**Quelldokument:**
══════════

Zwischenbilanz der im Beirat beteiligten NGO's

Christoph Wiedmer, Geschäftsleiter der Gesellschaft für bedrohte Völker, der als NGO-Vertreter im NKP-Beirat sitzt, attestiert dem Gremium auf Anfrage zum einen die Bereitschaft, die Schwachpunkte des Nationalen Kontaktpunktes angehen zu wollen. Allerdings fehle noch der Tatbeweis, dass die Verbesserungsvorschläge auch umgesetzt würden. Auch hätten nicht alle wichtigen Kritikpunkte, die während des Peer Reviews vorgebracht wurden, in die Umsetzungspläne Eingang gefunden. So etwa die Einführung eines Beschwerdeverfahrens, die institutionelle Unabhängigkeit des Nationalen Kontaktpunktes vom SECO oder die Unterstützung von lokalen Gemeinschaften zur Erarbeitung einer Beschwerde.

══════════

**Ziel der Übung:** Aktualisieren Sie bitte im Quelldokument den Abschnitt zwischen „Zwischenbilanz der im“ und „Erarbeitung einer Beschwerde.“, jeweils einschließlich, und setzen Sie dabei „Geschäftsführer“ anstelle von „Geschäftsleiter“ ein. Stützen Sie sich ausschließlich auf das Quelldokument.

Aus einer Sammlung entnommene Daten:
══════════

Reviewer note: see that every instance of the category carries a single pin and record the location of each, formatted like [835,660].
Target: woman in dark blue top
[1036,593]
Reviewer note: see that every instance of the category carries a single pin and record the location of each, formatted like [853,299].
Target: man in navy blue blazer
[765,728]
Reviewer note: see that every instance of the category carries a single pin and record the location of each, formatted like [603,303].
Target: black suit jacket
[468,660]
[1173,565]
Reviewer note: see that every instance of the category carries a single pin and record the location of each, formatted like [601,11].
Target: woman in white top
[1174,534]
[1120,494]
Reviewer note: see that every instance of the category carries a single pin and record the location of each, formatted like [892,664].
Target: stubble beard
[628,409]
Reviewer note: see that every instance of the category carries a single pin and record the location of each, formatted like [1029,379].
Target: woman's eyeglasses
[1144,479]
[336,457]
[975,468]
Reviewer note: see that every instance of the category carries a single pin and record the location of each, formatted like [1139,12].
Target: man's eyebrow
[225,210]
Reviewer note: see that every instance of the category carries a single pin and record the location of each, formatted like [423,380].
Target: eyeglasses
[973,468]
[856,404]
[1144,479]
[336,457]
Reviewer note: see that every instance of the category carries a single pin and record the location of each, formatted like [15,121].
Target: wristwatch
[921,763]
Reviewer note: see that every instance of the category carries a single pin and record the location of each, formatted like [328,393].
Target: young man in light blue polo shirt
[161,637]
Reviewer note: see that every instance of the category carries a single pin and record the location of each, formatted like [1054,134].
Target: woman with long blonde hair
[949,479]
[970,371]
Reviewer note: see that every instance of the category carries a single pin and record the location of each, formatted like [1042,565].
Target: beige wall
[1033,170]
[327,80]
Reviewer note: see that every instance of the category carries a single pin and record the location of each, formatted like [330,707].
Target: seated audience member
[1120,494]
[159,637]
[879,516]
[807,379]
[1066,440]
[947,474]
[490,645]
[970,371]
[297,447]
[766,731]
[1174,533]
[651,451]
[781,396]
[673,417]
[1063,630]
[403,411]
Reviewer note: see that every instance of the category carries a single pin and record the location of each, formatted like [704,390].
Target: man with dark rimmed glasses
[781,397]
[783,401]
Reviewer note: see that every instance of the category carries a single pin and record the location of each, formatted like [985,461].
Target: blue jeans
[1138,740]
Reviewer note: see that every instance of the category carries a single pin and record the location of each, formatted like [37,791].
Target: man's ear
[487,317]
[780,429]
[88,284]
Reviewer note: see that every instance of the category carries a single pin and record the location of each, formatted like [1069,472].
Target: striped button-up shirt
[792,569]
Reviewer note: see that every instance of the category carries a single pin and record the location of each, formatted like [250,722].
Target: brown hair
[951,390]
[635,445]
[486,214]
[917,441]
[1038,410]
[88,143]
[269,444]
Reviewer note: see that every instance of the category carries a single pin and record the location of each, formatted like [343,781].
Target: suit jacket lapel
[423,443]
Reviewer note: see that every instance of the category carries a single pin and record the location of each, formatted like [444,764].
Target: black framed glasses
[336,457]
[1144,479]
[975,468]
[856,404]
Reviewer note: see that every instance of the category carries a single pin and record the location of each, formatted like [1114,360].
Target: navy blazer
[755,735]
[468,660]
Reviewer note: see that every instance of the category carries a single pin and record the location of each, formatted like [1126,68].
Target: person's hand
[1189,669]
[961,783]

══════════

**Ergebnis der Aufgabe:**
Zwischenbilanz der im Beirat beteiligten NGO's

Christoph Wiedmer, Geschäftsführer der Gesellschaft für bedrohte Völker, der als NGO-Vertreter im NKP-Beirat sitzt, attestiert dem Gremium auf Anfrage zum einen die Bereitschaft, die Schwachpunkte des Nationalen Kontaktpunktes angehen zu wollen. Allerdings fehle noch der Tatbeweis, dass die Verbesserungsvorschläge auch umgesetzt würden. Auch hätten nicht alle wichtigen Kritikpunkte, die während des Peer Reviews vorgebracht wurden, in die Umsetzungspläne Eingang gefunden. So etwa die Einführung eines Beschwerdeverfahrens, die institutionelle Unabhängigkeit des Nationalen Kontaktpunktes vom SECO oder die Unterstützung von lokalen Gemeinschaften zur Erarbeitung einer Beschwerde.